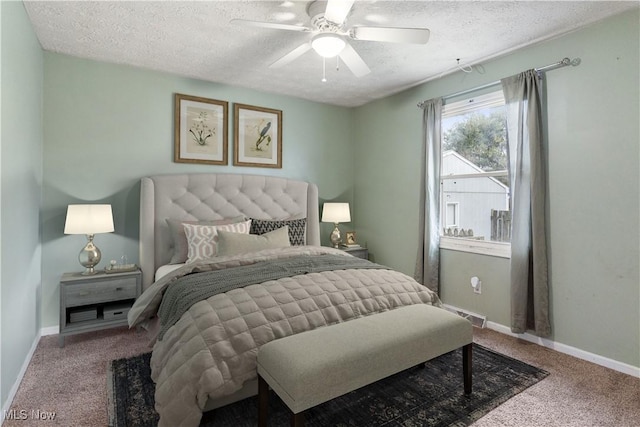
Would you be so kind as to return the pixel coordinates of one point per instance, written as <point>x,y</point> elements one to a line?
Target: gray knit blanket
<point>192,288</point>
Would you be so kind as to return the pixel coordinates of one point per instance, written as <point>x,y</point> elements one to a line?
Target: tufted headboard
<point>200,197</point>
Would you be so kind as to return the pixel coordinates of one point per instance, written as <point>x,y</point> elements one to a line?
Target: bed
<point>204,357</point>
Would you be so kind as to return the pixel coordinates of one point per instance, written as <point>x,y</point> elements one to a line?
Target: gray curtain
<point>527,178</point>
<point>428,262</point>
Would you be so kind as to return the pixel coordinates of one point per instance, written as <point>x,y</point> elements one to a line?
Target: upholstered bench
<point>313,367</point>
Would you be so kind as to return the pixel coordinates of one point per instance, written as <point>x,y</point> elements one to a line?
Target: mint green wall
<point>593,130</point>
<point>21,183</point>
<point>107,125</point>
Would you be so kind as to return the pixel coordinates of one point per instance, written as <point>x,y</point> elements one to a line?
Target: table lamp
<point>336,213</point>
<point>89,220</point>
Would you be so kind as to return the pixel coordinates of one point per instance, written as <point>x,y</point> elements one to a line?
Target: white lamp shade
<point>336,212</point>
<point>328,45</point>
<point>88,219</point>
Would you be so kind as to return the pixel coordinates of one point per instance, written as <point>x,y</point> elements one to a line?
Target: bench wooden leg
<point>297,420</point>
<point>467,352</point>
<point>263,402</point>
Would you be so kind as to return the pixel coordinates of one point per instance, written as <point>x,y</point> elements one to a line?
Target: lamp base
<point>335,236</point>
<point>89,257</point>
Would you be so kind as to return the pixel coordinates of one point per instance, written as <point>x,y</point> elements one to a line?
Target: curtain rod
<point>565,62</point>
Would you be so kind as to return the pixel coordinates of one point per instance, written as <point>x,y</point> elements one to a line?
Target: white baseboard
<point>50,330</point>
<point>572,351</point>
<point>14,389</point>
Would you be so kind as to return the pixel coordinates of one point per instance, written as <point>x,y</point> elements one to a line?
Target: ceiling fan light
<point>328,45</point>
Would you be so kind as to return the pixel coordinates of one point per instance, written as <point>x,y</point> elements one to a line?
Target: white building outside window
<point>474,186</point>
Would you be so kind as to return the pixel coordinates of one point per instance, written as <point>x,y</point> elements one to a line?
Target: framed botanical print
<point>201,130</point>
<point>257,136</point>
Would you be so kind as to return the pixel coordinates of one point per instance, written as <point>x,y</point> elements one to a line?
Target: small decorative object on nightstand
<point>336,213</point>
<point>99,301</point>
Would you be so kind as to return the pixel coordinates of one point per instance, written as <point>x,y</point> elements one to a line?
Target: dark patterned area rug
<point>431,396</point>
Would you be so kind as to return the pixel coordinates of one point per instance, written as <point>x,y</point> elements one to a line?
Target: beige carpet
<point>72,383</point>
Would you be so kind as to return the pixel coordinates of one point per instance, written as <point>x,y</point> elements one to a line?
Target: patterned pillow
<point>179,239</point>
<point>238,243</point>
<point>202,240</point>
<point>297,228</point>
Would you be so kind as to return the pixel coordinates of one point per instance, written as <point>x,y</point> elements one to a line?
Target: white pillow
<point>230,243</point>
<point>202,240</point>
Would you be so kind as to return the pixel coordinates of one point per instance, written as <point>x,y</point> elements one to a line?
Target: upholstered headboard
<point>201,197</point>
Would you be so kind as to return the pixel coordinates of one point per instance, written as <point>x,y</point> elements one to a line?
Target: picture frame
<point>350,238</point>
<point>201,130</point>
<point>257,136</point>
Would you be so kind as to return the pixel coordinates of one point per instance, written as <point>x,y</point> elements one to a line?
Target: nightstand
<point>99,301</point>
<point>357,252</point>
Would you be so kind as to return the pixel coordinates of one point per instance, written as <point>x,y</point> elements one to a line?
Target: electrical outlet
<point>476,285</point>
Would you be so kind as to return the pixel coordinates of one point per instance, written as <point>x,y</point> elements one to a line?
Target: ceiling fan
<point>330,36</point>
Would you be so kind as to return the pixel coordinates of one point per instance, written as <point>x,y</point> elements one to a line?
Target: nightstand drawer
<point>100,291</point>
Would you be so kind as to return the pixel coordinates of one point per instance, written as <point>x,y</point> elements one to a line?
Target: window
<point>474,190</point>
<point>451,216</point>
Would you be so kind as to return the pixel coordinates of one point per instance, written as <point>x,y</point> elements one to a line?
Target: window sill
<point>481,247</point>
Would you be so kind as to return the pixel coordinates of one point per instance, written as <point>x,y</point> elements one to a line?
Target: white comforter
<point>211,351</point>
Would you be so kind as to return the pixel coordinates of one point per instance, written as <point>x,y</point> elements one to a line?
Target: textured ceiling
<point>196,39</point>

━━━━━━

DESCRIPTION OF THE TASK
With the pictures excluded, restate the material exactly as it stands.

PROBLEM SOLUTION
Would you be so kind as to return the pixel coordinates of one point per instance, written as <point>x,y</point> elements one to a line?
Target: gray knit blanket
<point>192,288</point>
Would you be so kind as to return the pixel coordinates of one point per instance, written as <point>x,y</point> elements one to a line?
Target: tufted headboard
<point>200,197</point>
Would you be so kind as to return the pixel coordinates of one point per instance, written as <point>x,y</point> elements one to a line?
Target: bed
<point>204,357</point>
Would you be so kind as to return the pixel coordinates of one point per instance, written as <point>x,y</point> elements one to a line?
Target: gray curtain
<point>527,178</point>
<point>428,262</point>
Would you be so kind as to return the pixel coordinates of one point per instance, written as <point>x,y</point> elements one to a line?
Target: upholstered bench
<point>313,367</point>
Would you be so kind as to return the pixel coordinates of one point per instance, written as <point>x,y</point> elements one to a line?
Target: mint green wall
<point>593,130</point>
<point>21,183</point>
<point>107,125</point>
Would you be so kind as to return the pixel coordinates of one point per instance, written as <point>x,y</point> elements one to a line?
Target: table lamp
<point>336,213</point>
<point>89,220</point>
Would you be so kind as to return the pixel coordinates of one point per instance, written as <point>x,y</point> elements one to a line?
Target: white lamp shade
<point>336,212</point>
<point>328,45</point>
<point>88,219</point>
Would you be so kind as to return the pixel coordinates of one point per instance, written as <point>x,y</point> elements one to a line?
Target: bench wooden leg
<point>297,420</point>
<point>467,352</point>
<point>263,402</point>
Would you be so kind as to return the pixel coordinates of one point per instance, written as <point>x,y</point> elements one to a line?
Target: lamp base
<point>335,236</point>
<point>89,257</point>
Would you be so kind as to return the pixel coordinates of one point per instance, written as <point>x,y</point> elements one to a line?
Target: curtain rod
<point>565,62</point>
Would you be so kind as to return the pixel coordinates of one point per instance, written as <point>x,y</point> elements one to a line?
Target: white baseboard
<point>50,330</point>
<point>572,351</point>
<point>14,389</point>
Would you be so kind as to return the pixel coordinates of one point per instance, written as <point>x,y</point> elements one to a line?
Target: ceiling fan light
<point>328,45</point>
Would you be so kind as to return the pixel coordinates of one point per instance, written as <point>x,y</point> elements one to a line?
Target: white building outside window
<point>474,186</point>
Would you be so kind as to return the pixel coordinates of one point per instance, written as <point>x,y</point> elements one to a line?
Target: framed botanical print
<point>201,130</point>
<point>257,136</point>
Would you be so kind as to return the pixel coordinates of one point per instance, written as <point>x,y</point> elements one to a line?
Target: small decorative object on nightstand
<point>336,213</point>
<point>99,301</point>
Would you be so kind as to return the pixel coordinates of one point per instance, written as <point>x,y</point> elements one to a line?
Target: dark patterned area rug
<point>431,396</point>
Would you be so kind as to return the pixel coordinates of one point per instance, written as <point>x,y</point> elements one to a line?
Target: beige carpet
<point>72,383</point>
Would you be so kind as to return the pixel coordinates of one point per instance, written as <point>x,y</point> elements one to a line?
Target: patterned pillow
<point>179,239</point>
<point>238,243</point>
<point>202,240</point>
<point>297,228</point>
Would you be so kind as to return the pixel coordinates of one point per instance, written as <point>x,y</point> elements one to a line?
Target: white pillow
<point>230,243</point>
<point>202,240</point>
Would you be so kind as to return the pixel coordinates of one point per instance, written as <point>x,y</point> elements one to a line?
Target: upholstered headboard
<point>201,197</point>
Would you be so kind as to return the pixel coordinates of one point per instance, written as <point>x,y</point> elements one to a line?
Target: picture frame
<point>350,238</point>
<point>201,130</point>
<point>257,136</point>
Would you be so kind as to return the pixel coordinates of one point per instance, written as <point>x,y</point> elements one to a line?
Target: nightstand
<point>99,301</point>
<point>357,252</point>
Would you be so kind as to return the pixel coordinates of one point per instance, written as <point>x,y</point> elements one to a line?
Target: electrical outlet
<point>476,285</point>
Would you be so kind as to return the pixel coordinates of one point per instance, written as <point>x,y</point> elements one to a line?
Target: ceiling fan
<point>330,36</point>
Would you be so kind as to return the pixel coordinates of one point per instance, written as <point>x,y</point> elements one to a line?
Target: nightstand drawer
<point>100,291</point>
Would you be so kind as to return the pixel coordinates of one point per instance, written as <point>x,y</point> elements one to a line?
Target: window
<point>474,190</point>
<point>451,216</point>
Would you be so kind as to return the pixel coordinates of one point per instance, written as <point>x,y</point> elements one to a line?
Target: window sill
<point>481,247</point>
Would you be so kind as to return the pixel coordinates of one point per instance, written as <point>x,y</point> elements one to a line?
Target: white comforter
<point>211,351</point>
Would you be so kind as to return the pixel coordinates of one point per instance, written as <point>x,y</point> elements one to a line?
Target: textured ceiling
<point>196,39</point>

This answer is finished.